**Action item**
Only these lines of the data below are wanted: the one with "Phrase: player's hand", the one with "Phrase: grass pitch", and any lines between them, each repeated exactly.
= Beginning of Section =
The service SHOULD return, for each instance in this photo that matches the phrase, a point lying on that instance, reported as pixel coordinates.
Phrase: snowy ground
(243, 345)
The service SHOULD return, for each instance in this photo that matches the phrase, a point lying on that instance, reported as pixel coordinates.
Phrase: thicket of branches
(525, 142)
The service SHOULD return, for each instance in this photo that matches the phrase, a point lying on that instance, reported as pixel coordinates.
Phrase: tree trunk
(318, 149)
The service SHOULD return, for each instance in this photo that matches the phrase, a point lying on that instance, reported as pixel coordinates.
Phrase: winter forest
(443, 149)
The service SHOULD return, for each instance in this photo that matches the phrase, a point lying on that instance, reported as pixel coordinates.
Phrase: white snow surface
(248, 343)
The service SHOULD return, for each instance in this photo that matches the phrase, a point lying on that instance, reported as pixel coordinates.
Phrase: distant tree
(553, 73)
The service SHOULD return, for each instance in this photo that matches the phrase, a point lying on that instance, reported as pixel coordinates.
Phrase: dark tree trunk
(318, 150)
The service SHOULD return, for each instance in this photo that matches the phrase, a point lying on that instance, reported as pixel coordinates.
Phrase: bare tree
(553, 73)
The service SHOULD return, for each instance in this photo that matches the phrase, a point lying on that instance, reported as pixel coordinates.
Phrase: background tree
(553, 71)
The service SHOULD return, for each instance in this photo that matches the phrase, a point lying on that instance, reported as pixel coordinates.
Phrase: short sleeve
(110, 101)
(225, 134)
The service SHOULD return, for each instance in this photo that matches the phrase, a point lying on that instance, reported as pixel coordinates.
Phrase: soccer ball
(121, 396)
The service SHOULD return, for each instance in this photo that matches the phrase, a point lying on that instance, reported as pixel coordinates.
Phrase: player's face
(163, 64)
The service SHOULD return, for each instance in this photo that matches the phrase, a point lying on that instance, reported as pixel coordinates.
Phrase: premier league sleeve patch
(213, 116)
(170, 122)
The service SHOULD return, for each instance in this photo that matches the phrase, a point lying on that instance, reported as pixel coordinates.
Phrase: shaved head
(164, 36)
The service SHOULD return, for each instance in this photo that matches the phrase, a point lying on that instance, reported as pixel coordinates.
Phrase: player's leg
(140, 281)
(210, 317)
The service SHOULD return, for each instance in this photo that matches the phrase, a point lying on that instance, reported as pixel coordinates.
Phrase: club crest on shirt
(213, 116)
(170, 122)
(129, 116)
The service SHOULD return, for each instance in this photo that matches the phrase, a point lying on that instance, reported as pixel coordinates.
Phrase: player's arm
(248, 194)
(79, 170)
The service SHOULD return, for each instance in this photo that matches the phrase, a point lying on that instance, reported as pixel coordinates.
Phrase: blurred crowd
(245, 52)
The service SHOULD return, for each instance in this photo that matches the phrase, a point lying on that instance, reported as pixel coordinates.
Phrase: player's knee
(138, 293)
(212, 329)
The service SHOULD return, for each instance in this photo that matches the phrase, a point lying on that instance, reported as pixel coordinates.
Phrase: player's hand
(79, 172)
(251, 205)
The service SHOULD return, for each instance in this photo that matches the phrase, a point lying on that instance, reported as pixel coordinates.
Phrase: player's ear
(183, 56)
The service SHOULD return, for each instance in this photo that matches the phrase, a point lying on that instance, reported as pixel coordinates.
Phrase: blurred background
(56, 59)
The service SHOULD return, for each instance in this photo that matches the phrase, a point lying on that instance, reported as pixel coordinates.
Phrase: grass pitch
= End of Section =
= Beginning of Section =
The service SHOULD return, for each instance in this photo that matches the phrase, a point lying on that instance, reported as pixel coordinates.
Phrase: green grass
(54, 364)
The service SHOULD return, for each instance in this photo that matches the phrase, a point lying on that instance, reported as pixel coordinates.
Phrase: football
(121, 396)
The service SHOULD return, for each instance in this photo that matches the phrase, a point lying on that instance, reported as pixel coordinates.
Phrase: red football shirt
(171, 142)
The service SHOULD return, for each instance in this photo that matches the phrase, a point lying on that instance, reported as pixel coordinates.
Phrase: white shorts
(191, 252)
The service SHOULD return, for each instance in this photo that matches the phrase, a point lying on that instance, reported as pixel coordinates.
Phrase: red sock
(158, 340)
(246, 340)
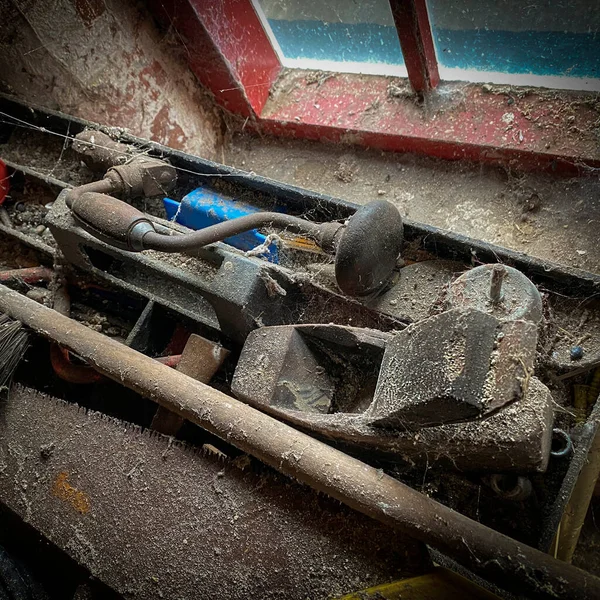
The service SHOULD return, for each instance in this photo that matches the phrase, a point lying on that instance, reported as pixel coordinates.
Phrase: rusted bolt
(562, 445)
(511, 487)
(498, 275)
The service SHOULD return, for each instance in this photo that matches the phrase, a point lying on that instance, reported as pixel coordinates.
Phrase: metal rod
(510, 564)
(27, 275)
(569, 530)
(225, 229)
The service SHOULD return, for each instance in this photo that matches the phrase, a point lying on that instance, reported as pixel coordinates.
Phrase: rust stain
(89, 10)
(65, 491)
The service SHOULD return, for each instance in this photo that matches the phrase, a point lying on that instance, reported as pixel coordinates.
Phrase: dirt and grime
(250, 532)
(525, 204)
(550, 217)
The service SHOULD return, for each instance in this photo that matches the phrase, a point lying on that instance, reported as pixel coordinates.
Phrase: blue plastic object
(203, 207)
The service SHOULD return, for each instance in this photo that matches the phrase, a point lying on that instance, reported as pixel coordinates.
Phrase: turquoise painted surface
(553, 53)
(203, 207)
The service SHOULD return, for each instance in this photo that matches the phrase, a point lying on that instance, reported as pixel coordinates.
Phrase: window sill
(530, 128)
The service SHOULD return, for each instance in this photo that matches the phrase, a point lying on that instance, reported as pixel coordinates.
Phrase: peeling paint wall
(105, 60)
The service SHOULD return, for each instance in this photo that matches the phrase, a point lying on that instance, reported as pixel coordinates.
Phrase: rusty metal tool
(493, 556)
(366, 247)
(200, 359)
= End of Section =
= Beginning of Section =
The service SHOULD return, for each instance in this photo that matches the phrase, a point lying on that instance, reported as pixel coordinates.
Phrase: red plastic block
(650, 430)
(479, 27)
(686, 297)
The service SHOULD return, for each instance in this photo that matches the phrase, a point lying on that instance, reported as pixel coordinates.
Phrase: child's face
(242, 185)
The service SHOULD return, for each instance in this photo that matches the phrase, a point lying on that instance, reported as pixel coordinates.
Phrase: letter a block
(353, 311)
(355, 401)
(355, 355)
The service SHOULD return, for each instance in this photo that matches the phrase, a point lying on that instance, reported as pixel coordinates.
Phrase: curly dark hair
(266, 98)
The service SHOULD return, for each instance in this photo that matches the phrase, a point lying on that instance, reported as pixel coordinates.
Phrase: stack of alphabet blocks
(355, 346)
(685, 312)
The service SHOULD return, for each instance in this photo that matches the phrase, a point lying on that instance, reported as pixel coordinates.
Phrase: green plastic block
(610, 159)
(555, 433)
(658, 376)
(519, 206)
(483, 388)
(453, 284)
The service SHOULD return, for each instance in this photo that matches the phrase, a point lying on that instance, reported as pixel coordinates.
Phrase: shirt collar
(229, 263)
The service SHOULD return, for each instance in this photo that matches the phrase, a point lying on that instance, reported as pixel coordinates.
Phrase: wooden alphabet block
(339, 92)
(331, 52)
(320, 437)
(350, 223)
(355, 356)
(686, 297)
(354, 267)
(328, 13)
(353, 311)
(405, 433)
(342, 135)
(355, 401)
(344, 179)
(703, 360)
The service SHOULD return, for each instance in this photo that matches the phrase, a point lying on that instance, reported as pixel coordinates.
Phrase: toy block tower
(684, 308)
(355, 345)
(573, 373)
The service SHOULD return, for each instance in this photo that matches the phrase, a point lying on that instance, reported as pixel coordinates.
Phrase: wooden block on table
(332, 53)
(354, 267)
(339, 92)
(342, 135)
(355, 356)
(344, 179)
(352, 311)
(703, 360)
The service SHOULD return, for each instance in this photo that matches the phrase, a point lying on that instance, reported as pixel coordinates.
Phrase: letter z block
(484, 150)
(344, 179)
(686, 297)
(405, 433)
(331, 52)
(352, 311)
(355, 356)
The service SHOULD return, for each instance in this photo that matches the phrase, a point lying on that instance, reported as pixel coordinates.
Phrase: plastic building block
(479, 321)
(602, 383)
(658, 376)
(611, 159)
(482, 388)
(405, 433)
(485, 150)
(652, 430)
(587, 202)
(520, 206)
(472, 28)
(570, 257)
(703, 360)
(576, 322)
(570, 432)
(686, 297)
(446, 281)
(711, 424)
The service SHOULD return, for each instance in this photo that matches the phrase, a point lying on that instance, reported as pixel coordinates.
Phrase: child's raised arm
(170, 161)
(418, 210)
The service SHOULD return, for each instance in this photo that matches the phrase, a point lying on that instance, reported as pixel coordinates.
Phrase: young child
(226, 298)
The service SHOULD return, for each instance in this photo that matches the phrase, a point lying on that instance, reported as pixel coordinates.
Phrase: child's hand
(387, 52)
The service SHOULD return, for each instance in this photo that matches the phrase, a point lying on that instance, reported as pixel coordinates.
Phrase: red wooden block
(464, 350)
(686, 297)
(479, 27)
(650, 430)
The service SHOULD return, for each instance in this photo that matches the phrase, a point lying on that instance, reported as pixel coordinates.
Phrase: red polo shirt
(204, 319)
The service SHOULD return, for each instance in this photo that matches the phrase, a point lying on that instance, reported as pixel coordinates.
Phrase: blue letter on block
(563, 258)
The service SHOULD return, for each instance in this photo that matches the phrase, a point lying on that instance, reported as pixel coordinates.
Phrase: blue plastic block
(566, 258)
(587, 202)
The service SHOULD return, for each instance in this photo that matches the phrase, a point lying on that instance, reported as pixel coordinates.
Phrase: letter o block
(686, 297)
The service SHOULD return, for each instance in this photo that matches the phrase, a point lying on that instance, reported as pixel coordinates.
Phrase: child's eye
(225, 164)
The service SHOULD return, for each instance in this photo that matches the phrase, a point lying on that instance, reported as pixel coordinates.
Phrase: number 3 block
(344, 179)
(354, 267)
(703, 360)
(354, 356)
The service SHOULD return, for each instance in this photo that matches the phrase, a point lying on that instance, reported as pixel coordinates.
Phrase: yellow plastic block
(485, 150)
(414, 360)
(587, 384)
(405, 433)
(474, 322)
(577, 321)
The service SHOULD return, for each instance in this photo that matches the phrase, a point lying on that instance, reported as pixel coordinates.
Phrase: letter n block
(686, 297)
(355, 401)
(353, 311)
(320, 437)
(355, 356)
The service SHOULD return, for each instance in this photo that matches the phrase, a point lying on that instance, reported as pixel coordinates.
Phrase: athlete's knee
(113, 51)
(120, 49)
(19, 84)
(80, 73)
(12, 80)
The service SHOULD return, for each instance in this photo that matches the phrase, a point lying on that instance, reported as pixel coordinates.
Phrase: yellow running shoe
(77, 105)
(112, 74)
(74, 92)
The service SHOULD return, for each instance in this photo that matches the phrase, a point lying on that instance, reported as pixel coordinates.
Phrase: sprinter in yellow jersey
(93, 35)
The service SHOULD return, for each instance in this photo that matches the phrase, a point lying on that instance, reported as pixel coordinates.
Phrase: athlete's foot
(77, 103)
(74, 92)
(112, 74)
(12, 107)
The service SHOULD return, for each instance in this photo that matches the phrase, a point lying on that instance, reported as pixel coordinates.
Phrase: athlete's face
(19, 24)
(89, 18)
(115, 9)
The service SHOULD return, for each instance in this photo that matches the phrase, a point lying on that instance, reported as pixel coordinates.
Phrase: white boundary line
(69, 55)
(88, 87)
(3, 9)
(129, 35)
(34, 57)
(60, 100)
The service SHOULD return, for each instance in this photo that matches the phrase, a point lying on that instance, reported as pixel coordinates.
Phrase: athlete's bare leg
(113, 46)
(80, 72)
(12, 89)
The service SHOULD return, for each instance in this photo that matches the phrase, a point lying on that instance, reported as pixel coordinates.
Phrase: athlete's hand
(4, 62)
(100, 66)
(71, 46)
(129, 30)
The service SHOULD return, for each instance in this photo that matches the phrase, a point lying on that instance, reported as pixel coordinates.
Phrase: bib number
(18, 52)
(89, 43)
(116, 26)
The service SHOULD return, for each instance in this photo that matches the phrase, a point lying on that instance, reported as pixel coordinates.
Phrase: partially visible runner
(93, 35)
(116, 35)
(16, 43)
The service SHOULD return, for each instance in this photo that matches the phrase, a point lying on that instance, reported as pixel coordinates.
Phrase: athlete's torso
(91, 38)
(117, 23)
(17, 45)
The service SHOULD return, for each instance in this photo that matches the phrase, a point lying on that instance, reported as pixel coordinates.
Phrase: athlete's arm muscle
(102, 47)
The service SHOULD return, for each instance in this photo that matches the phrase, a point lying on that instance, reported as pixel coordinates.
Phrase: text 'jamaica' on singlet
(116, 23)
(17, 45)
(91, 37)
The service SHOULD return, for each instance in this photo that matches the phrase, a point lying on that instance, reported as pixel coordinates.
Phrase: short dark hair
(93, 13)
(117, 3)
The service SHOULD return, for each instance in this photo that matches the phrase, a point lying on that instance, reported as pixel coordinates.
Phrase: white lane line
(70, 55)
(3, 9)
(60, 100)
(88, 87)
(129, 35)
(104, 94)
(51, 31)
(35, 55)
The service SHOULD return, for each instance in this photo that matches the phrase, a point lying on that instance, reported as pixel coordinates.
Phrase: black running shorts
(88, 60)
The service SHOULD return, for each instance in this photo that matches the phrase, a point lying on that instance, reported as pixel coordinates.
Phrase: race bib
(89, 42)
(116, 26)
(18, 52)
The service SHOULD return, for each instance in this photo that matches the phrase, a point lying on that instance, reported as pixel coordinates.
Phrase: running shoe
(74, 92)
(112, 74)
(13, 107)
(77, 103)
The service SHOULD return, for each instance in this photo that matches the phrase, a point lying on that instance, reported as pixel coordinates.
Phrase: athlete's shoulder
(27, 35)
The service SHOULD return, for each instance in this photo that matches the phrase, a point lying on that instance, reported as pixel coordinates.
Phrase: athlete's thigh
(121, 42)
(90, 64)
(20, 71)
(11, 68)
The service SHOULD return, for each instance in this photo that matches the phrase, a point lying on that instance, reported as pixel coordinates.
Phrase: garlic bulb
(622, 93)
= End of Section =
**Output of the task**
Phrase: player's hand
(79, 172)
(251, 205)
The service SHOULD return, for each instance in this photo that matches the phrase, a point lying on that instance, reported as pixel coordinates.
Phrase: player's ear
(183, 56)
The service SHOULD return, for each instance in this photo that matches the phrase, a point lying on that instance, reported as pixel coordinates.
Phrase: blurred background
(56, 59)
The service SHOULD return, for each instance in this photo that matches the phrase, a point lying on that instance, reported as pixel coordinates.
Phrase: grass pitch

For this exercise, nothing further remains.